**PROVIDED RECORDS:**
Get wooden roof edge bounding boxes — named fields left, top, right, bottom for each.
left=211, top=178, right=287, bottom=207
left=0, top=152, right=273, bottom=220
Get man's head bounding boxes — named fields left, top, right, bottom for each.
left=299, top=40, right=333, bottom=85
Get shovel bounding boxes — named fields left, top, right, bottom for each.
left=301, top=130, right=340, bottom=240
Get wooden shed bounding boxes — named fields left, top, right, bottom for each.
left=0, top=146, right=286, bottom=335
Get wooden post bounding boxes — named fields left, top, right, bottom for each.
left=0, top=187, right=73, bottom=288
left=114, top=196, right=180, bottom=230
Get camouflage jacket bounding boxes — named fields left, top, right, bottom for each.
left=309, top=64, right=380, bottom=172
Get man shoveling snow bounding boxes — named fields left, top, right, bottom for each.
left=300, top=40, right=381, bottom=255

**PROBLEM STATEMENT:**
Begin at the line containing "Get man shoveling" and stop after the last line of the entries. Rewrite only those lines, request included, raising every bounding box coordinate by 53.

**RIGHT ANSWER:**
Get man shoveling snow bounding boxes — named fields left, top, right, bottom for each.
left=353, top=93, right=434, bottom=308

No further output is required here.